Why Warrantless Roadside Cavity Searches Won’t Go Away

Jason Mix
I Taught the Law
Published in
8 min readJul 6, 2020
Image by Gerd Altmann from Pixabay

In the October 16, 2019 issue of the Washington Post, an article features the harrowing story of a woman subjected to a public warrantless vaginal cavity search in San Antonio

[The officer] instructed Simms to “spread your legs,” according to a transcript of dash-cam footage included in the lawsuit. [The officer] added, “I’m going to ask you, do you have anything down here before I reach down here?”

[The victim] said she didn’t and expressed alarm about [the officer’s] intent to examine her vagina, noting that she was on her period. Armed with a flashlight, the officer said she only planned to look, not touch, and “pulled open [the victim’s] pants and underwear,” the complaint said. Five other officers, all of whom were men, were nearby, the suit alleged.

That’s when [the officer] noticed the tampon string and pulled, according to the suit.

Extracted data entries
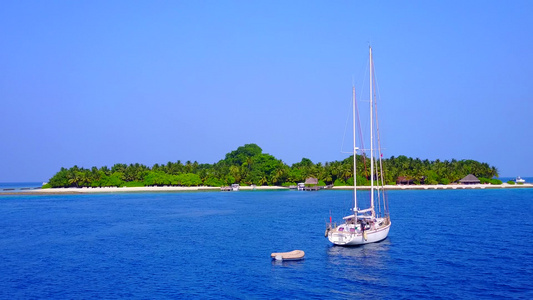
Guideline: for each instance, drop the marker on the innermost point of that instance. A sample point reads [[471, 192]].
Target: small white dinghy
[[292, 255]]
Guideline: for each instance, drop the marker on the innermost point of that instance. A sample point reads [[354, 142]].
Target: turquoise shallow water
[[446, 244]]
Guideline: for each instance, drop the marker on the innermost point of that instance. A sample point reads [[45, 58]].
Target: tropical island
[[248, 165]]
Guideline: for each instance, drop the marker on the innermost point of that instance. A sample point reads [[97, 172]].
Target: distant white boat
[[292, 255]]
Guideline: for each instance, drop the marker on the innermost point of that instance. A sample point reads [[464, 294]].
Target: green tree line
[[249, 165]]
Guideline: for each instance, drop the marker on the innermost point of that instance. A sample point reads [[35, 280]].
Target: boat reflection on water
[[362, 264]]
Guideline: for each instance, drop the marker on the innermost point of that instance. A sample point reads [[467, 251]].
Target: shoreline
[[442, 187], [86, 190]]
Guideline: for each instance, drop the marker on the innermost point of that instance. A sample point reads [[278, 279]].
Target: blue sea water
[[443, 244]]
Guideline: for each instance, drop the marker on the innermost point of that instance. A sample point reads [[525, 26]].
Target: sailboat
[[370, 224]]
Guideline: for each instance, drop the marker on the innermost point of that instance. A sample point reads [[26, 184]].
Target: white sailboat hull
[[345, 238]]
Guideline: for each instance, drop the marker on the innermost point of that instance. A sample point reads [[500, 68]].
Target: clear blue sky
[[93, 83]]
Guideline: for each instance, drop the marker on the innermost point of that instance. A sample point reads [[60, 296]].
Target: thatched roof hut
[[470, 179], [311, 181]]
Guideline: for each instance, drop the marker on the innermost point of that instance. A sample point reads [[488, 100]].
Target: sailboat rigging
[[365, 225]]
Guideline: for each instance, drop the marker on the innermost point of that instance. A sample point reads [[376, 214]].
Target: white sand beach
[[443, 187]]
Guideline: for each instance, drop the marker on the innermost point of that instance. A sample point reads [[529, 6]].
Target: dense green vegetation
[[249, 165]]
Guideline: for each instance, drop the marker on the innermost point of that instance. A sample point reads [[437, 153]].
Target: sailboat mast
[[371, 135], [354, 158]]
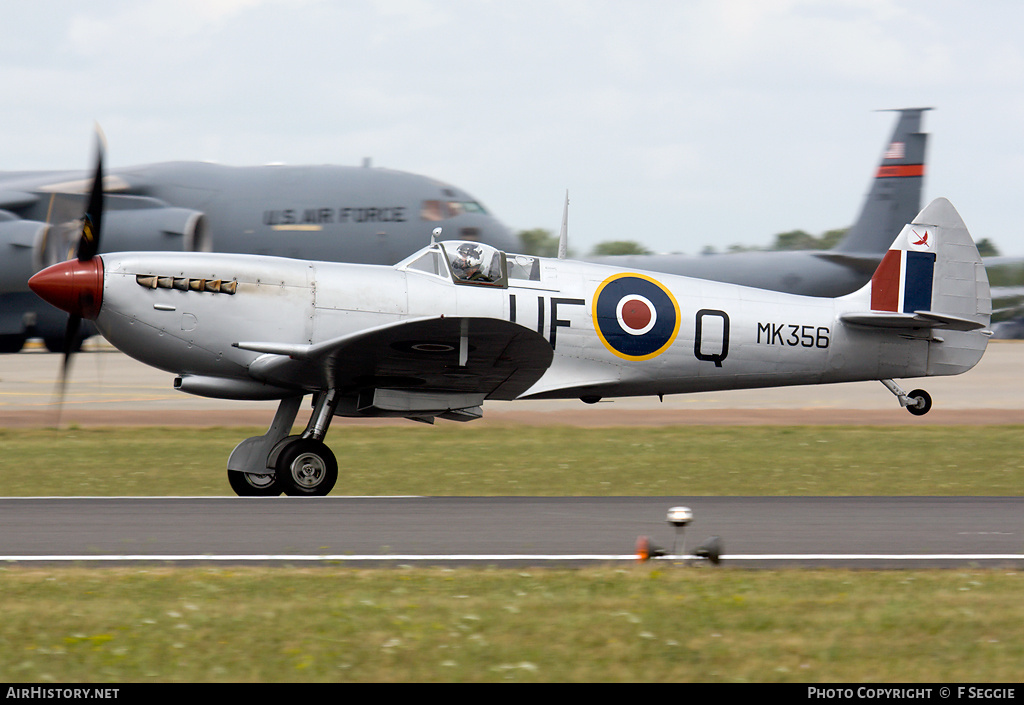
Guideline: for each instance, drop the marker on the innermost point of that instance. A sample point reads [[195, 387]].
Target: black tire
[[307, 468], [922, 403], [253, 485]]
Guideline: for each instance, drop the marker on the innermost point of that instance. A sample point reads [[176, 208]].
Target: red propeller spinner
[[72, 286]]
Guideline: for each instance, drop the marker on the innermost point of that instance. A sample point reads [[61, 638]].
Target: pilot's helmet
[[468, 257]]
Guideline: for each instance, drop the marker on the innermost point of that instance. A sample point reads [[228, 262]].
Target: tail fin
[[932, 277], [895, 195], [931, 291]]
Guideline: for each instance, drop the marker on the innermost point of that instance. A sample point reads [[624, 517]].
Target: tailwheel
[[306, 467], [920, 403], [253, 485]]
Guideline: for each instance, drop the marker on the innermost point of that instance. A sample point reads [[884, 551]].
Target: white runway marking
[[412, 557]]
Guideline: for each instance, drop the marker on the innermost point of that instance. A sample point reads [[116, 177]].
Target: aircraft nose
[[72, 286]]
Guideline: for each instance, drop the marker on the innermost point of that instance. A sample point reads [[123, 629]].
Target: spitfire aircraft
[[342, 213], [460, 323]]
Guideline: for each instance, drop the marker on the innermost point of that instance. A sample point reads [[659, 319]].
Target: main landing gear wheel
[[253, 485], [306, 467], [921, 403]]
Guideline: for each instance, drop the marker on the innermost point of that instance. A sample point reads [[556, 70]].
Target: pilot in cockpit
[[467, 263]]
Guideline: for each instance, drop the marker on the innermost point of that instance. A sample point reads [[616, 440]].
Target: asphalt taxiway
[[863, 532], [108, 388]]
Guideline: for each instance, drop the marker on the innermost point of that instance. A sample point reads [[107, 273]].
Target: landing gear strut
[[918, 402], [298, 465]]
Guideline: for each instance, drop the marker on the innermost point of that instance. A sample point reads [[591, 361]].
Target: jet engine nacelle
[[164, 229], [20, 242], [136, 224]]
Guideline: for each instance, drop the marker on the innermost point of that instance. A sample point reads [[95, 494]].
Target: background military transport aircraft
[[459, 323], [337, 213], [893, 200]]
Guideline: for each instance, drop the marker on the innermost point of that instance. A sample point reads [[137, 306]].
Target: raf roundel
[[635, 316]]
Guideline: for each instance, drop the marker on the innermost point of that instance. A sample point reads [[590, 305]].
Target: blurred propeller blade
[[88, 245]]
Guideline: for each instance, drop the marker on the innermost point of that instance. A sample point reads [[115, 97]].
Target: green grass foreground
[[466, 460], [638, 623]]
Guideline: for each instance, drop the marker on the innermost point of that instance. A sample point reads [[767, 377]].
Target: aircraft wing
[[486, 358]]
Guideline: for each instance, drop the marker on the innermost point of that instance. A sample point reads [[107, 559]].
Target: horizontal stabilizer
[[920, 319]]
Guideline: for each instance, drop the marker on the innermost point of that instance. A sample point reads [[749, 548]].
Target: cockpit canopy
[[472, 262]]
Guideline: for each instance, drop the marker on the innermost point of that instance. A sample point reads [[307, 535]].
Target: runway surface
[[862, 532], [108, 388]]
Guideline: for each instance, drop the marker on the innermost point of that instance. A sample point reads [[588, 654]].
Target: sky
[[678, 124]]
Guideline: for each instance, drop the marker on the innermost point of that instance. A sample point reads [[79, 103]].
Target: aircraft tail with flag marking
[[931, 285]]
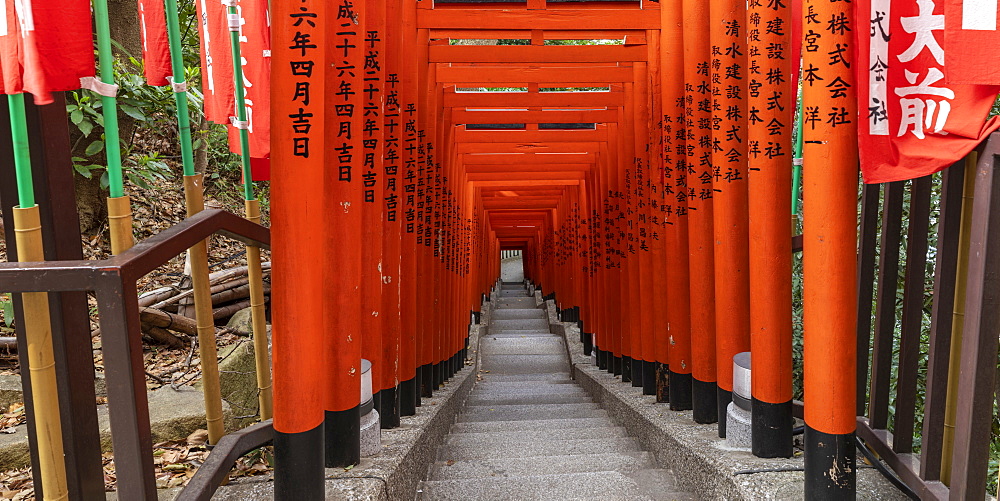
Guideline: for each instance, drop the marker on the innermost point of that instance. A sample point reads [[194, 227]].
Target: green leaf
[[133, 112], [83, 170], [8, 311], [86, 127], [94, 148]]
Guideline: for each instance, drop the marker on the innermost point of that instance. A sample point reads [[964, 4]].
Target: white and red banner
[[44, 46], [218, 84], [155, 44], [216, 61], [913, 120], [971, 33]]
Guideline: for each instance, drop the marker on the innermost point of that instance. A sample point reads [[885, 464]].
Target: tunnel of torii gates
[[647, 183]]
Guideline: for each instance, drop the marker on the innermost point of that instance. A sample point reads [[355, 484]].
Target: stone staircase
[[528, 431]]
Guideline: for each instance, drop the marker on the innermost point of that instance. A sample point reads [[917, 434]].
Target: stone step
[[516, 324], [492, 383], [524, 364], [555, 377], [511, 313], [523, 436], [530, 412], [622, 462], [523, 392], [516, 302], [608, 486], [529, 424], [537, 399], [503, 334], [524, 346], [537, 448]]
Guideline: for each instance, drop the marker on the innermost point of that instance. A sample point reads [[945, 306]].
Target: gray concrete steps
[[623, 462], [536, 448], [516, 302], [527, 424], [524, 412], [529, 432], [559, 377], [536, 435], [536, 399], [515, 313], [518, 324], [527, 346], [607, 486], [503, 334]]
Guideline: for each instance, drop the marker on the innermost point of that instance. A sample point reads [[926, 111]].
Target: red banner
[[155, 45], [44, 46], [913, 121], [255, 50], [970, 27], [216, 61]]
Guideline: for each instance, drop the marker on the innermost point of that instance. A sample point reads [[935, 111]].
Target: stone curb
[[407, 451], [702, 462]]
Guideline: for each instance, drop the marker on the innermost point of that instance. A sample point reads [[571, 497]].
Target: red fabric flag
[[913, 122], [216, 61], [155, 45], [44, 46], [970, 30], [255, 49]]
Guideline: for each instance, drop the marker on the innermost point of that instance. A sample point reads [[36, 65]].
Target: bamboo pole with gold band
[[958, 318], [255, 276], [119, 204], [120, 223], [257, 318], [194, 202], [37, 325]]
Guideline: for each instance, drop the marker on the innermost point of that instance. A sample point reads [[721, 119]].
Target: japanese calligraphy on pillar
[[391, 153], [346, 56], [304, 73], [410, 160], [769, 99], [728, 66], [914, 121], [372, 116]]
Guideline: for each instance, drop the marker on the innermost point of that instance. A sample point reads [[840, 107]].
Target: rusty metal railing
[[893, 334], [113, 281]]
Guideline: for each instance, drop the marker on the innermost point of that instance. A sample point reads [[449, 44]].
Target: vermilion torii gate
[[639, 154], [624, 170]]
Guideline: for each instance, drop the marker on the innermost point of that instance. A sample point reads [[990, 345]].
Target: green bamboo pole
[[797, 163], [109, 105], [254, 272], [177, 65], [241, 110], [194, 200], [37, 326], [22, 158], [119, 205]]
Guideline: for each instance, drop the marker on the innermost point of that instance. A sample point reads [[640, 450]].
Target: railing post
[[979, 334], [128, 407]]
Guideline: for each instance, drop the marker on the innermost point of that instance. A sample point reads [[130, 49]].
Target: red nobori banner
[[971, 33], [155, 45], [913, 121], [44, 46], [255, 51], [216, 61]]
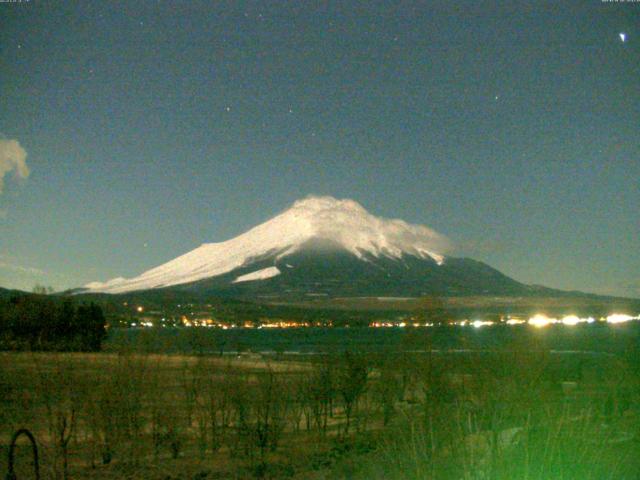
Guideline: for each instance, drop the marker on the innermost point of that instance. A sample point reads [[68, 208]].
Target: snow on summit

▸ Challenge: Continue the article on warrantless roadside cavity searches, picking up right after its last sentence.

▸ Result of this task:
This is the part where you, the reader, is shocked that such a complete and utter violation of a human being can happen in the United States. I’m here to disabuse you of that notion.

With very little effort, a laundry list of similar stories can be found:

  • In November 2018, Rock County, Minnesota deputies attempted to perform a public vaginal search — in 9 degree weather—on the passenger of a vehicle pulled over for a dangling air freshener.
  • A woman pulled over in Harris County, Texas, was handcuffed and vaginally searched in a convenience store parking lot for 11 minutes in June 2015. This incident also involved the removal of a tampon.
  • In May 2014, a woman, along with two men, was subjected to strip searches after being pulled over on a Chicago street. While undressing on the side of the road, the woman was subjected to jokes about her body by male police officers and was forced to remove her tampon.
  • A Coral Springs woman was stopped in October 2013 for having tinted windows and had a body cavity search performed on the side of the road, injuring her wrist in the process.
  • In 2013, a woman and her niece were subjected to roadside vaginal and rectal searches in Dallas, after being pulled over for throwing cigarette butts out of their window.
  • Also in 2013, two women were victimized with both vaginal and anal cavity searches outside Houston after being pulled over for speeding. The office performing the search used the same set of gloves on both women.
  • In 2013, a vehicle was pulled over for speeding in Brazoria County, Texas. After discovering marijuana in the female passenger’s purse, she was subjected to a manual body cavity search.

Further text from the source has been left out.